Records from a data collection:
● ● ●
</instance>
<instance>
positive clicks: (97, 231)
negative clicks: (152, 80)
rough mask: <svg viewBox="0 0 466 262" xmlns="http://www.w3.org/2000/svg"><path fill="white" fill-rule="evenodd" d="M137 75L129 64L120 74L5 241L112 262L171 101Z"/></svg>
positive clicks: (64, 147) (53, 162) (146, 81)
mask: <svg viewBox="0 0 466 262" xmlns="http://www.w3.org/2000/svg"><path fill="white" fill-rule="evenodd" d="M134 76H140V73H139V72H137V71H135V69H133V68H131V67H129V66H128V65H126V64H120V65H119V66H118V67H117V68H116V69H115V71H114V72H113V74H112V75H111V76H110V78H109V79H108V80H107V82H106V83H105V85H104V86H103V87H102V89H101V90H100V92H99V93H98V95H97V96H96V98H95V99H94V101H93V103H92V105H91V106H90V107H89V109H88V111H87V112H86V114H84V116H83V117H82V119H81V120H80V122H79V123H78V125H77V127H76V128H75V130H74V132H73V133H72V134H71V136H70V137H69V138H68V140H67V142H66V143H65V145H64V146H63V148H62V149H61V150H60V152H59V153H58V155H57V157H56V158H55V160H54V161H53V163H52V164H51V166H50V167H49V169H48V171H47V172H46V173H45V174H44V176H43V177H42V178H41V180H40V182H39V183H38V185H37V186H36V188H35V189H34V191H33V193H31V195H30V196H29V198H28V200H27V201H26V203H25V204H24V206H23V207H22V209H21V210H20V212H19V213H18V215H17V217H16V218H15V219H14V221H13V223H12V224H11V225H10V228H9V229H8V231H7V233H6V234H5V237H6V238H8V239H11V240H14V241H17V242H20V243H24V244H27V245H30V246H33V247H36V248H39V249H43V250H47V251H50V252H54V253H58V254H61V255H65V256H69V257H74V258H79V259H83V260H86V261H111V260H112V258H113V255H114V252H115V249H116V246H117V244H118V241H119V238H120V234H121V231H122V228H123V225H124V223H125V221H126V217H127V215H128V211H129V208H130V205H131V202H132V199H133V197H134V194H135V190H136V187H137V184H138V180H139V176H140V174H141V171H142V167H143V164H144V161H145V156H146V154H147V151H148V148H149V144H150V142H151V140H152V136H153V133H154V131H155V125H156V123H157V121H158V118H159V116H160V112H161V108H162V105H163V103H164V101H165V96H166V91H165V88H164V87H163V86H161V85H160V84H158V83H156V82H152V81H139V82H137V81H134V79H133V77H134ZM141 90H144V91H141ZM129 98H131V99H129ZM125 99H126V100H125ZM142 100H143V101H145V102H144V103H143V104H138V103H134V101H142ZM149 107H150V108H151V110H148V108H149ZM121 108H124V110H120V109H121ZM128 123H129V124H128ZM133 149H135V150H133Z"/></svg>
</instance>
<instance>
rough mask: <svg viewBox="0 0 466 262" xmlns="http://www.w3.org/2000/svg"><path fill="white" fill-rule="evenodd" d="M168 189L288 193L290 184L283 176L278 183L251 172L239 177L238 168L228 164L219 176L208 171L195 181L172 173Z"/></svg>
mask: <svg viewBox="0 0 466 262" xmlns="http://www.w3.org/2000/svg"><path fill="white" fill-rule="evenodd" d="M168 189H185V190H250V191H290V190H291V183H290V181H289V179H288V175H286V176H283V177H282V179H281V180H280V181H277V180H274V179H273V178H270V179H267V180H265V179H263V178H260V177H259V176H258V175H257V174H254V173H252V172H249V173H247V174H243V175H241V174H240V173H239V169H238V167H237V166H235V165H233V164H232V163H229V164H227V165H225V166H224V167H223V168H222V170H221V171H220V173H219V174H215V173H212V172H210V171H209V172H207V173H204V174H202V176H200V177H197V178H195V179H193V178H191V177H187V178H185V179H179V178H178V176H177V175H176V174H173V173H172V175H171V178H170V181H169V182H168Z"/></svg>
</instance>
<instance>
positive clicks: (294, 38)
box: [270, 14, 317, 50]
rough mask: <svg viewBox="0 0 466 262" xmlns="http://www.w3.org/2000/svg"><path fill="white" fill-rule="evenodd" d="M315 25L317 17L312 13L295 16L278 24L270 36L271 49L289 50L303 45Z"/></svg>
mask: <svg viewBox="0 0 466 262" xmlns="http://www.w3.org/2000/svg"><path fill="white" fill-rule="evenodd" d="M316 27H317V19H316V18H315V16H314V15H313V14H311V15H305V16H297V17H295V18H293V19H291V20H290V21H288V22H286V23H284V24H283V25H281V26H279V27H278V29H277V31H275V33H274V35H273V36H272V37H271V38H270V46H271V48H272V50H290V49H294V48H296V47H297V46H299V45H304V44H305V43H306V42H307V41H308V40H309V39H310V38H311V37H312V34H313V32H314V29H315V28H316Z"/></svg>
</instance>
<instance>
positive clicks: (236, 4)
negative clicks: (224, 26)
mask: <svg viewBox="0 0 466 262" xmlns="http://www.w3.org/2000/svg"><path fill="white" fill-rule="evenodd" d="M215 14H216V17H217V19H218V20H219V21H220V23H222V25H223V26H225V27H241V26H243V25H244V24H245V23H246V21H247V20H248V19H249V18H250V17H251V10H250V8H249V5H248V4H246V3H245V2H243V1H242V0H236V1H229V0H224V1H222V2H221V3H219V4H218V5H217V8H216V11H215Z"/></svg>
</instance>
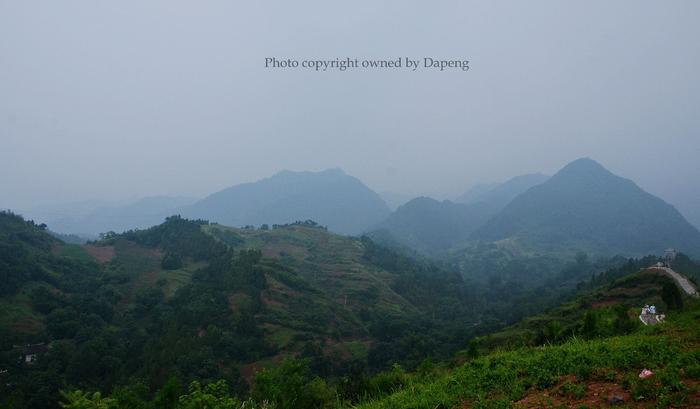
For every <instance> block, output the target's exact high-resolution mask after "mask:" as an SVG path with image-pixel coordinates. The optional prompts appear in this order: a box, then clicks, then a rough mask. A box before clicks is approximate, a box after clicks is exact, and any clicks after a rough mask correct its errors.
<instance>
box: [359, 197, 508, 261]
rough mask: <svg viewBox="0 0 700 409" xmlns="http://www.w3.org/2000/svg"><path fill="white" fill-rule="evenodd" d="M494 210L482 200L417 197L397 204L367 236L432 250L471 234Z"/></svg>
mask: <svg viewBox="0 0 700 409" xmlns="http://www.w3.org/2000/svg"><path fill="white" fill-rule="evenodd" d="M495 213H496V211H495V210H494V209H493V208H492V207H491V206H489V205H488V204H485V203H471V204H464V203H454V202H451V201H449V200H445V201H442V202H440V201H437V200H435V199H431V198H429V197H418V198H415V199H413V200H411V201H409V202H408V203H406V204H404V205H402V206H399V207H398V208H397V209H396V211H394V212H393V213H392V214H391V215H390V216H389V217H388V218H387V219H386V220H385V221H383V222H382V223H380V224H379V225H377V226H375V227H374V229H373V230H372V231H371V232H369V236H370V237H372V238H374V239H375V240H378V241H380V242H383V243H386V244H389V245H391V244H394V245H397V244H398V245H400V246H405V247H409V248H411V249H413V250H418V251H420V252H421V253H425V254H431V253H436V252H440V251H443V250H446V249H448V248H450V247H451V246H453V245H454V244H457V243H459V242H462V241H465V240H468V239H469V237H470V235H471V234H472V233H473V232H474V231H475V230H476V229H477V228H478V227H479V226H481V225H482V224H483V223H485V222H486V221H487V220H488V219H489V217H491V216H492V215H493V214H495Z"/></svg>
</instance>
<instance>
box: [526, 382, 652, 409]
mask: <svg viewBox="0 0 700 409" xmlns="http://www.w3.org/2000/svg"><path fill="white" fill-rule="evenodd" d="M567 382H568V383H571V384H576V385H583V386H584V387H585V388H586V389H585V392H584V393H583V394H582V396H573V395H572V394H571V393H567V391H566V390H565V388H563V385H564V384H565V383H567ZM647 406H649V403H648V402H647V403H645V402H637V401H635V400H634V399H632V396H631V395H630V393H629V392H628V391H626V390H625V389H624V388H623V387H622V385H619V384H617V383H615V382H605V381H588V382H577V381H576V378H575V377H573V376H571V377H565V378H563V379H562V381H561V382H560V383H559V384H558V385H557V386H555V387H553V388H550V389H547V390H543V391H541V390H537V389H533V390H531V391H530V392H529V393H528V394H527V395H526V396H525V397H524V398H523V399H521V400H519V401H518V402H515V405H514V407H516V408H520V409H525V408H527V409H534V408H571V409H578V408H581V407H588V408H616V407H633V408H644V407H647Z"/></svg>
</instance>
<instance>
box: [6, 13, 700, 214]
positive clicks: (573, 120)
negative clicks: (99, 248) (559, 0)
mask: <svg viewBox="0 0 700 409" xmlns="http://www.w3.org/2000/svg"><path fill="white" fill-rule="evenodd" d="M699 20H700V2H698V1H695V0H688V1H658V0H654V1H649V0H629V1H614V2H611V1H609V0H605V1H590V0H586V1H583V0H581V1H578V2H572V1H568V2H562V1H555V0H552V1H527V2H525V1H492V0H488V1H487V0H484V1H478V2H475V1H441V2H440V1H438V2H410V1H405V0H401V1H391V2H380V1H376V0H373V1H352V2H335V1H333V2H329V1H318V2H302V1H296V2H289V1H275V2H273V1H251V2H238V1H173V0H159V1H155V0H154V1H117V2H115V1H94V0H85V1H60V2H57V1H20V0H16V1H9V0H0V207H23V206H29V205H33V204H37V203H41V202H46V201H53V202H56V201H74V200H84V199H94V198H106V199H119V198H125V197H138V196H149V195H160V194H169V195H205V194H207V193H210V192H213V191H215V190H218V189H221V188H223V187H226V186H230V185H233V184H237V183H241V182H246V181H252V180H256V179H259V178H262V177H266V176H269V175H271V174H272V173H274V172H276V171H278V170H282V169H292V170H320V169H324V168H329V167H342V168H343V169H344V170H345V171H346V172H348V173H350V174H352V175H355V176H357V177H359V178H360V179H362V180H363V181H364V182H365V183H367V184H368V185H369V186H370V187H371V188H373V189H375V190H377V191H395V192H404V193H412V194H413V193H429V194H443V195H444V194H455V195H456V194H458V193H461V192H462V191H463V190H465V189H466V188H468V187H469V186H470V185H472V184H474V183H477V182H482V181H483V182H488V181H498V180H502V179H505V178H508V177H510V176H513V175H517V174H523V173H529V172H544V173H549V174H551V173H553V172H555V171H556V170H557V169H558V168H560V167H561V166H563V165H564V164H565V163H567V162H569V161H571V160H573V159H575V158H578V157H582V156H589V157H592V158H594V159H596V160H598V161H600V162H601V163H602V164H603V165H605V166H606V167H608V168H609V169H610V170H612V171H613V172H615V173H618V174H620V175H622V176H625V177H629V178H632V179H634V180H635V181H637V182H638V183H639V184H640V185H642V187H644V188H646V189H647V190H649V191H651V192H652V193H656V194H659V195H661V196H662V197H664V198H666V199H668V200H669V201H671V202H678V201H679V200H686V199H678V198H677V197H679V196H684V195H685V196H684V197H686V196H688V195H690V196H693V195H694V197H696V198H698V199H700V183H699V182H698V181H699V180H700V166H698V159H699V158H700V137H699V134H698V133H699V131H700V112H699V111H700V109H699V108H700V81H699V80H698V72H700V25H699V24H698V21H699ZM268 56H277V57H280V58H282V57H290V58H298V59H304V58H335V57H353V58H355V57H356V58H360V59H361V58H398V57H412V58H421V57H425V56H435V57H440V58H450V59H451V58H457V59H469V60H470V61H471V63H470V67H471V69H470V70H469V71H468V72H466V73H465V72H462V71H458V70H455V71H451V72H437V71H425V70H422V71H416V72H407V71H398V72H397V71H355V72H349V71H348V72H337V71H333V72H325V73H315V72H308V71H302V70H296V71H271V70H266V69H265V68H264V59H265V57H268ZM686 206H687V204H686Z"/></svg>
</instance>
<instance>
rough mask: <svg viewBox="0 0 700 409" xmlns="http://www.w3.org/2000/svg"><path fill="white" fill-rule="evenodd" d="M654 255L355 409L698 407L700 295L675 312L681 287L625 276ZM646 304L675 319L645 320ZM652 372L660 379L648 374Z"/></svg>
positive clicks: (684, 302) (462, 353) (598, 277)
mask: <svg viewBox="0 0 700 409" xmlns="http://www.w3.org/2000/svg"><path fill="white" fill-rule="evenodd" d="M650 260H651V259H648V260H647V259H642V260H635V261H634V262H633V261H630V265H629V266H627V267H621V268H619V269H618V270H611V271H609V272H607V273H606V274H601V276H600V277H598V278H594V279H593V280H592V282H597V280H604V279H605V278H606V277H603V276H605V275H608V276H612V278H610V277H607V278H608V279H610V281H609V282H608V284H606V285H604V286H601V287H599V288H598V289H596V290H594V291H589V292H583V294H582V296H580V297H579V298H578V299H576V300H574V301H572V302H569V303H566V304H564V305H562V306H560V307H558V308H555V309H552V310H550V311H548V312H546V313H544V314H541V315H538V316H534V317H531V318H529V319H526V320H524V321H523V322H521V323H519V324H517V325H514V326H512V327H509V328H506V329H504V330H502V331H499V332H497V333H494V334H490V335H488V336H485V337H482V338H480V339H478V341H476V342H472V344H471V348H470V349H469V350H468V351H464V352H463V353H460V355H461V356H462V359H463V361H464V363H463V364H462V365H460V366H458V367H457V368H455V369H451V370H447V371H443V372H442V373H440V372H439V371H438V372H434V373H433V375H432V376H420V375H419V374H414V375H411V376H409V377H406V378H404V379H403V382H402V383H401V384H400V386H399V387H398V388H397V389H396V390H395V391H394V392H393V393H392V394H390V395H388V396H385V397H383V398H376V399H372V400H367V401H365V402H363V403H362V404H359V405H357V408H363V409H379V408H416V409H417V408H431V409H434V408H456V407H461V408H599V407H608V406H616V405H622V407H644V408H647V407H650V408H651V407H658V408H667V407H684V408H685V407H687V408H694V407H700V301H698V300H697V298H689V297H684V298H683V299H682V301H681V304H682V303H685V307H684V309H683V311H677V309H678V308H682V307H681V305H680V304H678V303H677V297H679V296H680V293H678V296H677V297H676V298H674V297H669V296H668V294H666V295H664V294H665V293H667V291H665V289H666V290H668V288H669V285H670V286H671V287H674V286H675V284H674V283H673V282H672V281H671V280H670V279H669V278H668V277H666V276H665V275H663V274H660V273H659V272H658V271H657V270H651V269H642V270H640V271H638V272H636V273H631V274H627V275H624V276H622V277H619V276H618V274H620V273H622V272H623V271H625V268H630V267H632V266H634V265H638V264H640V263H641V264H644V263H646V262H648V261H650ZM635 263H636V264H635ZM691 264H692V263H691ZM618 277H619V278H618ZM674 300H675V301H674ZM645 303H655V304H656V305H657V306H658V307H659V309H660V310H661V311H663V312H668V318H667V322H665V323H663V324H660V325H656V326H649V327H645V326H643V325H641V323H640V322H639V320H638V319H637V318H636V315H637V314H638V313H639V309H638V307H639V306H640V305H643V304H645ZM669 311H670V312H669ZM615 334H626V335H618V336H615ZM481 354H483V355H481ZM478 355H481V356H478ZM477 356H478V357H477ZM645 368H646V369H650V370H652V371H653V372H654V375H653V376H652V377H650V378H648V379H640V378H639V376H638V375H639V373H640V371H642V370H643V369H645ZM435 373H438V374H439V375H437V376H435V375H434V374H435Z"/></svg>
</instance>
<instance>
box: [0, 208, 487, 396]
mask: <svg viewBox="0 0 700 409" xmlns="http://www.w3.org/2000/svg"><path fill="white" fill-rule="evenodd" d="M0 219H1V221H2V233H3V234H2V236H0V237H1V238H2V241H0V244H1V245H2V249H3V252H2V253H1V254H2V258H1V259H0V260H1V261H2V263H3V264H2V266H3V269H2V271H3V274H5V277H4V278H5V280H4V281H3V284H4V286H3V294H2V298H0V302H1V303H2V305H3V306H4V308H3V310H2V313H1V315H0V324H1V326H0V331H2V333H3V334H4V335H3V337H2V339H3V344H2V366H3V368H6V369H5V370H6V371H7V372H3V373H2V375H1V376H3V377H5V379H12V382H6V383H3V384H2V385H3V386H2V388H3V392H2V394H1V395H2V396H3V402H4V403H6V404H12V405H16V406H17V407H46V406H45V402H47V401H58V391H59V390H60V389H71V388H76V387H78V388H83V389H89V390H96V389H97V390H102V391H110V390H115V388H119V387H126V386H129V387H131V386H134V385H141V386H139V387H144V388H146V389H147V390H158V389H159V388H160V387H162V386H163V385H164V384H165V382H166V381H167V380H168V379H169V378H170V377H175V378H177V379H179V380H181V381H182V382H189V381H190V380H195V379H197V380H200V381H202V382H208V381H209V380H215V379H224V380H226V381H227V383H228V385H229V386H230V387H231V388H232V389H231V390H232V391H234V392H237V393H239V394H241V395H245V394H246V391H247V390H248V388H249V383H250V382H251V381H252V379H253V376H254V374H255V373H256V372H257V371H259V370H260V369H262V368H264V367H268V366H275V365H277V364H278V363H279V362H281V360H283V358H284V357H286V356H292V355H300V356H304V357H307V358H308V359H309V360H310V362H311V363H312V365H311V369H312V370H313V373H314V374H317V375H322V376H324V377H327V378H328V379H336V381H334V382H342V379H353V380H357V382H359V380H361V379H362V377H363V376H364V375H363V374H368V373H371V372H373V371H376V370H378V369H382V368H385V367H387V366H389V365H391V364H392V363H394V362H402V363H403V364H404V365H405V366H406V367H409V368H415V367H417V366H418V365H419V364H420V363H421V362H422V361H423V360H424V359H426V358H428V357H434V358H439V359H445V358H448V357H449V356H451V354H452V353H453V352H454V351H456V350H458V349H459V348H461V347H463V345H464V344H465V343H466V341H467V340H468V339H469V338H470V337H471V336H473V333H474V332H473V331H474V329H473V324H474V322H475V320H476V319H477V318H476V317H475V316H473V315H470V314H469V311H471V310H472V309H473V307H474V304H473V303H474V301H473V300H474V297H472V296H470V291H471V289H470V288H469V287H468V286H467V284H466V283H464V281H463V280H462V278H461V276H460V275H459V274H454V273H447V272H444V271H442V270H440V269H439V268H437V267H436V266H434V265H432V264H431V263H429V262H425V261H423V262H421V261H416V260H412V259H409V258H406V257H405V256H401V255H399V254H398V253H396V252H393V251H389V250H386V249H384V248H382V247H379V246H377V245H375V244H374V243H373V242H372V241H371V240H369V239H353V238H347V237H342V236H336V235H333V234H330V233H328V232H327V231H326V230H325V229H324V228H321V227H319V226H318V225H316V224H315V223H313V222H303V223H295V224H291V225H285V226H274V227H273V228H271V229H268V228H264V229H258V230H254V229H248V230H239V229H232V228H227V227H223V226H219V225H211V224H209V223H208V222H205V221H190V220H186V219H182V218H180V217H170V218H168V219H167V221H166V222H165V223H163V224H161V225H159V226H156V227H153V228H150V229H147V230H142V231H130V232H126V233H124V234H120V235H116V234H115V235H107V236H106V237H105V238H104V239H103V240H101V241H99V242H96V243H90V244H88V245H85V246H77V245H67V244H64V243H62V242H60V241H58V240H56V239H54V238H52V237H51V236H50V235H48V233H47V232H45V231H44V230H43V227H42V226H36V225H34V224H33V223H31V222H25V221H24V220H22V219H21V218H20V217H18V216H15V215H13V214H9V213H2V214H1V215H0ZM27 344H32V345H34V344H43V345H45V346H46V351H45V353H42V355H41V356H40V357H39V358H38V360H37V362H32V363H25V362H22V361H21V360H22V358H23V356H24V355H23V354H24V353H25V352H23V351H25V350H26V348H25V347H22V345H27ZM353 382H356V381H353ZM346 387H347V388H348V390H349V392H348V393H354V392H352V390H354V389H353V388H355V387H356V386H353V385H346Z"/></svg>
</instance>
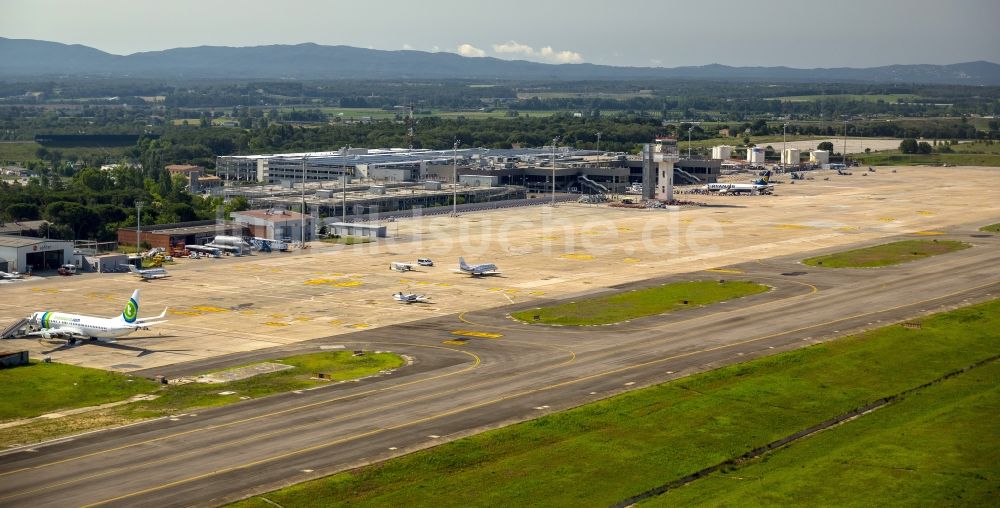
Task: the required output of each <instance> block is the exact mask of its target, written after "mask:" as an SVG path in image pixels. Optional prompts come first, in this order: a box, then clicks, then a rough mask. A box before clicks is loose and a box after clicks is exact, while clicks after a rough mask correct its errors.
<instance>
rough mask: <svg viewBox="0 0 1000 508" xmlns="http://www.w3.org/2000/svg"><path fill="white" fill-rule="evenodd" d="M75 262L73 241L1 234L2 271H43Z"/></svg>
● ● ●
Task directions:
What you need to produce is an exact copy of the entries above, limited to the lines from the one with "box: [270, 14, 317, 50]" up to and including the one with "box: [359, 197, 508, 261]", without pictures.

Response for this exercise:
box: [270, 14, 317, 50]
rough mask: <svg viewBox="0 0 466 262" xmlns="http://www.w3.org/2000/svg"><path fill="white" fill-rule="evenodd" d="M315 25L317 17L312 13L295 16L278 24L270 36L271 49L289 50L303 45Z"/></svg>
mask: <svg viewBox="0 0 466 262" xmlns="http://www.w3.org/2000/svg"><path fill="white" fill-rule="evenodd" d="M316 27H317V19H316V18H315V16H314V15H313V14H311V15H305V16H297V17H295V18H293V19H291V20H290V21H288V22H286V23H284V24H283V25H281V26H279V27H278V29H277V31H275V33H274V35H273V36H272V37H271V38H270V46H271V48H272V50H290V49H294V48H296V47H297V46H299V45H304V44H305V43H306V42H307V41H308V40H309V39H310V38H311V37H312V34H313V32H314V29H315V28H316Z"/></svg>
</instance>
<instance>
positive clicks: (236, 4)
negative clicks: (224, 26)
mask: <svg viewBox="0 0 466 262" xmlns="http://www.w3.org/2000/svg"><path fill="white" fill-rule="evenodd" d="M215 14H216V17H217V19H218V20H219V21H220V23H222V25H223V26H225V27H241V26H243V25H244V24H245V23H246V21H247V20H248V19H249V18H250V17H251V10H250V8H249V5H248V4H246V3H245V2H243V1H242V0H236V1H229V0H224V1H222V2H221V3H219V4H218V5H217V8H216V11H215Z"/></svg>
</instance>
For every <instance> block, output the target's exact high-resolution mask after "mask:" as an SVG path with image-pixel coordinates. The optional prompts appear in this order: a box, then clicks, then a rough mask. A box before clicks is approximate, a box after clicks is exact, and any clicks after a rough mask correct its errors.
<instance>
box: [359, 197, 508, 261]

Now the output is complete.